SELECTED EXCERPT ▸
-------

[SCM] libav/experimental: Convert deinterlacing MMX code to YASM

siretart at users.alioth.debian.org siretart at users.alioth.debian.org
Sun Jun 30 17:13:08 UTC 2013


The following commit has been merged in the experimental branch:
commit de4bc44abb31d79bf2576dbcdb76606d5f7e971d
Author: Vitor Sessak <vitor1001 at gmail.com>
Date:   Sat Jul 31 14:50:51 2010 +0000

    Convert deinterlacing MMX code to YASM
    
    Originally committed as revision 24615 to svn://svn.ffmpeg.org/ffmpeg/trunk

diff --git a/libavcodec/imgconvert.c b/libavcodec/imgconvert.c
index d0fc1ce..1fb8f7e 100644
--- a/libavcodec/imgconvert.c
+++ b/libavcodec/imgconvert.c
@@ -39,7 +39,6 @@
 #include "libavcore/imgutils.h"
 
 #if HAVE_MMX
-#include "x86/mmx.h"
 #include "x86/dsputil_mmx.h"

-------

Excerpts from point annotation data ▸
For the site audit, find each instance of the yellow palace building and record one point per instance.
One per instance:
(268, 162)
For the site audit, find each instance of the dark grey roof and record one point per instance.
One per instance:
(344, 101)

-------

EXERCISE SET ▸
A - Please explain in one to three sentences what the commit notice says about where this change was first committed and where it has now been merged.
B - Decide whether each statement agrees with the commit notice, answering yes or no and quoting the deciding words: (i) The commit was written by Vitor Sessak. (ii) The commit was merged into the stable branch. (iii) The diff concerns the file libavcodec/imgconvert.c.

WRITTEN RESPONSES ▸
A - The commit notice says the change was "Originally committed as revision 24615 to svn://svn.ffmpeg.org/ffmpeg/trunk." It also states that the commit "has been merged in the experimental branch."

B -
(i) Yes: "Author: Vitor Sessak <vitor1001 at gmail.com>"
(ii) No: "The following commit has been merged in the experimental branch"
(iii) Yes: "diff --git a/libavcodec/imgconvert.c b/libavcodec/imgconvert.c"